Everything from the line containing "box: [281, 383, 296, 419]" through the line containing "positive clicks: (835, 564)" should be repeated exactly, and nothing else from the data.
━━━━━━
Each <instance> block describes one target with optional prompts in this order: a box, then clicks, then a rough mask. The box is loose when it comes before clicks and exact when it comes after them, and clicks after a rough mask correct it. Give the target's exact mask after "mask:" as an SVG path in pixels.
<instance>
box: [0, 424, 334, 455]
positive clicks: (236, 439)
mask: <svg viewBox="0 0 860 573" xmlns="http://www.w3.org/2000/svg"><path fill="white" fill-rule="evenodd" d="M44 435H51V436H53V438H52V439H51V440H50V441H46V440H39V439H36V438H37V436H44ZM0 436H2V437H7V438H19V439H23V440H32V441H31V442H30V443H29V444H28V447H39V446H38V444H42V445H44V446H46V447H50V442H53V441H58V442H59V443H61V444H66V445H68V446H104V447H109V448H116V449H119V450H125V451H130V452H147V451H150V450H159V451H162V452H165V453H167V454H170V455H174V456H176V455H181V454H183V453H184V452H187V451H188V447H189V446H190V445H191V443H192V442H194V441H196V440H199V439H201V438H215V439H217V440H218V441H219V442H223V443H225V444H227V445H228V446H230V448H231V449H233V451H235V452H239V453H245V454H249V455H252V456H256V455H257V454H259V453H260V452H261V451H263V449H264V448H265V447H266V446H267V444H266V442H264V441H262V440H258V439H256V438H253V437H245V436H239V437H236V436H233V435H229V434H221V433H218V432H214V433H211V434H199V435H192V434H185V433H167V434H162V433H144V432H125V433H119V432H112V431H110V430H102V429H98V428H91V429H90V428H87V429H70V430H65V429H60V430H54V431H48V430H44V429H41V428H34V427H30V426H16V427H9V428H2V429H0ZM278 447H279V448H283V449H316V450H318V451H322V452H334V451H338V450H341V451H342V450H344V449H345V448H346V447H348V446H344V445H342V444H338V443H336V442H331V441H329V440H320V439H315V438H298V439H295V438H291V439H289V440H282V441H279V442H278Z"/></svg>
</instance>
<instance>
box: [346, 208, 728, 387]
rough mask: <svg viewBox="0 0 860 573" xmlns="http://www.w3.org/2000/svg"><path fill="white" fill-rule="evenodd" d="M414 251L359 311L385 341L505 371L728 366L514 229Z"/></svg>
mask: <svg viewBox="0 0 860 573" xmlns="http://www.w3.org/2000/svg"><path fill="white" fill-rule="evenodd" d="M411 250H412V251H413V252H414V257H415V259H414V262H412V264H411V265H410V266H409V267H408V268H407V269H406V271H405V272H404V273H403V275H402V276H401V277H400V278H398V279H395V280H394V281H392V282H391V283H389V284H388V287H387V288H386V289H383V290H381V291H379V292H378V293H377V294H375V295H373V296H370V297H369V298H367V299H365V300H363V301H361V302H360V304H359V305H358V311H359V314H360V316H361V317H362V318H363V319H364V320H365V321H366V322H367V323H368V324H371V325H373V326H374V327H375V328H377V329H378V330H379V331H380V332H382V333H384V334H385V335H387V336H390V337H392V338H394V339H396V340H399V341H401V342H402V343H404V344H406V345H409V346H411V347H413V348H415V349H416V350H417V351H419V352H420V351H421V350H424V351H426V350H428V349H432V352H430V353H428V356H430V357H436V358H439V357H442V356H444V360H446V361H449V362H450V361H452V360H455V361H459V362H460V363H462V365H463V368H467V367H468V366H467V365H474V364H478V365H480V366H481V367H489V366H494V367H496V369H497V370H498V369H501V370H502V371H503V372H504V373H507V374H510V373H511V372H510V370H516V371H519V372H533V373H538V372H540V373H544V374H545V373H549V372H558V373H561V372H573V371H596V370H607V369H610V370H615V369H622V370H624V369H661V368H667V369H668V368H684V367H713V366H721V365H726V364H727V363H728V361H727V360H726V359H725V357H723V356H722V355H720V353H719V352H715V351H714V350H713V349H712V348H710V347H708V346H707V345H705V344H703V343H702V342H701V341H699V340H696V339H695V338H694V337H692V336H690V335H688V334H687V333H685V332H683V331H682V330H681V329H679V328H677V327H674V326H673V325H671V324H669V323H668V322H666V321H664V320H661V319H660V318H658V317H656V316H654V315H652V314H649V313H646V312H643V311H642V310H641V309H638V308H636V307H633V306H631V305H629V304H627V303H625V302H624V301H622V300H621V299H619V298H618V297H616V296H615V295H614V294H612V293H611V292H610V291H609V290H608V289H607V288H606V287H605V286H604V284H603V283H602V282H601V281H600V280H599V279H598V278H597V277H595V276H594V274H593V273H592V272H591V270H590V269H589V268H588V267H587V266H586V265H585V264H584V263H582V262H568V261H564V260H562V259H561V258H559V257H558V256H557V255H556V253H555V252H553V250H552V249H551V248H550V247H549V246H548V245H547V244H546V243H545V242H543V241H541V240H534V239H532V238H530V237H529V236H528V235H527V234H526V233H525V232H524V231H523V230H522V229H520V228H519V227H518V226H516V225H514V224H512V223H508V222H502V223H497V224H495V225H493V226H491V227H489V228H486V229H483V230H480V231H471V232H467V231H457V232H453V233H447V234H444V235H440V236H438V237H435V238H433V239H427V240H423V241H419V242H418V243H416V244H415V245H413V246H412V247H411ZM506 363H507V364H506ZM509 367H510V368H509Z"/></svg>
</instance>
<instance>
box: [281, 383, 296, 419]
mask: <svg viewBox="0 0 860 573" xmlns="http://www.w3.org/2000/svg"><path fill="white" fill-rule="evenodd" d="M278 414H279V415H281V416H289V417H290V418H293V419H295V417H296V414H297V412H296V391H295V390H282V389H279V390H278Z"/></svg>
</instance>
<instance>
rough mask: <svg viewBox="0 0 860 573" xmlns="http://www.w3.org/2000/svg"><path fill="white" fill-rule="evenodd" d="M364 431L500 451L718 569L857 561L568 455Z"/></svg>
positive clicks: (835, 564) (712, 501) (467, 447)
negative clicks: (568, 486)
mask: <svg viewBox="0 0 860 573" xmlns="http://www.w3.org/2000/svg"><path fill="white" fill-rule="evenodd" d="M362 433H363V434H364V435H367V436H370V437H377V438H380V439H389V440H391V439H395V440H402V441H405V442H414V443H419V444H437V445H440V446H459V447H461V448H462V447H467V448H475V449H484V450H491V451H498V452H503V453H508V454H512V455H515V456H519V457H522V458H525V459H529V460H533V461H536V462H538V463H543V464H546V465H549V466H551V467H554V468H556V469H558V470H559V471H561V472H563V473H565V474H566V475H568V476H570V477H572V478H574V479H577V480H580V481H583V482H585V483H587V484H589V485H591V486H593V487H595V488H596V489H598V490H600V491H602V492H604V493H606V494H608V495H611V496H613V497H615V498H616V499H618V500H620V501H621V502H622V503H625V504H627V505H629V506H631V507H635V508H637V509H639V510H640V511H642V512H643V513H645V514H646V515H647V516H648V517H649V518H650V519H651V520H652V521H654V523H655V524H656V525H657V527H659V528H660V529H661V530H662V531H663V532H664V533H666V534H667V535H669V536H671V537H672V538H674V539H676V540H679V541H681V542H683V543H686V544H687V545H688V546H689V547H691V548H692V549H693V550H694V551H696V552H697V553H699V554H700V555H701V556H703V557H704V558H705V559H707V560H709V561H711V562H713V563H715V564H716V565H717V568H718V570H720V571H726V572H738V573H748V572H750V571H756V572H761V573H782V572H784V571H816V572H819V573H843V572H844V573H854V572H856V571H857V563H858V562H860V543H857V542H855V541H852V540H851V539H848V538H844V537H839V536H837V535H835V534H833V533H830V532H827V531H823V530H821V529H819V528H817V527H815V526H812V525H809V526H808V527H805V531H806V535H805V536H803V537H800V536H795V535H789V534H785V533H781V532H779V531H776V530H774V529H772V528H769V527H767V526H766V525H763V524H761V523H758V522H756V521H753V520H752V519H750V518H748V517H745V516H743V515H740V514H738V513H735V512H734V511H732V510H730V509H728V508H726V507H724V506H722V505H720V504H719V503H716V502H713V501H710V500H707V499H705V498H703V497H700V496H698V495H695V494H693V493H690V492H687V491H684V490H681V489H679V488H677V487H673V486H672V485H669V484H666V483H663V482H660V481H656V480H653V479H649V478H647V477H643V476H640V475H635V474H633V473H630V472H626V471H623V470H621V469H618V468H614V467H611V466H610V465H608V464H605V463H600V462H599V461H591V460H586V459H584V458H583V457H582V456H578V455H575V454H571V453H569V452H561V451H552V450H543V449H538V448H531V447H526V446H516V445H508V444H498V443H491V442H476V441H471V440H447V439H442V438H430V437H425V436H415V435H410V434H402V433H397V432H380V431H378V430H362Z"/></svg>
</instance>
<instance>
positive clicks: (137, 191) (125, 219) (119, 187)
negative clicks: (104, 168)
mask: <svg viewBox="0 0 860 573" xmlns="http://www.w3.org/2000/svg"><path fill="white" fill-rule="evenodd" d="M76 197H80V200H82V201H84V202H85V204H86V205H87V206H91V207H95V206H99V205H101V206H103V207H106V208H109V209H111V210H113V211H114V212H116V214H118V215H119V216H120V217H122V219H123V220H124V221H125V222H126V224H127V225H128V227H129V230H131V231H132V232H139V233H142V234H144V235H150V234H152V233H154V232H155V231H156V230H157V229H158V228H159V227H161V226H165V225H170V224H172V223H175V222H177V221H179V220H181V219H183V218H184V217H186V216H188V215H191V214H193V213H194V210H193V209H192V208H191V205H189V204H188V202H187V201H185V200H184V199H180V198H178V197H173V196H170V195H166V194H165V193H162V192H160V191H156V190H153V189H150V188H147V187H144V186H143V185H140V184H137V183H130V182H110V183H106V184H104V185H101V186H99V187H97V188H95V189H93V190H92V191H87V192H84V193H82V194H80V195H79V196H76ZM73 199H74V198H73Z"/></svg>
━━━━━━
Result.
box: [281, 383, 296, 419]
mask: <svg viewBox="0 0 860 573" xmlns="http://www.w3.org/2000/svg"><path fill="white" fill-rule="evenodd" d="M278 414H279V415H281V416H289V417H290V418H293V419H295V417H296V414H297V412H296V391H295V390H282V389H279V390H278Z"/></svg>
</instance>
<instance>
rough mask: <svg viewBox="0 0 860 573" xmlns="http://www.w3.org/2000/svg"><path fill="white" fill-rule="evenodd" d="M364 431L500 451L718 569L857 561L568 455Z"/></svg>
positive clicks: (835, 564) (712, 501) (467, 447)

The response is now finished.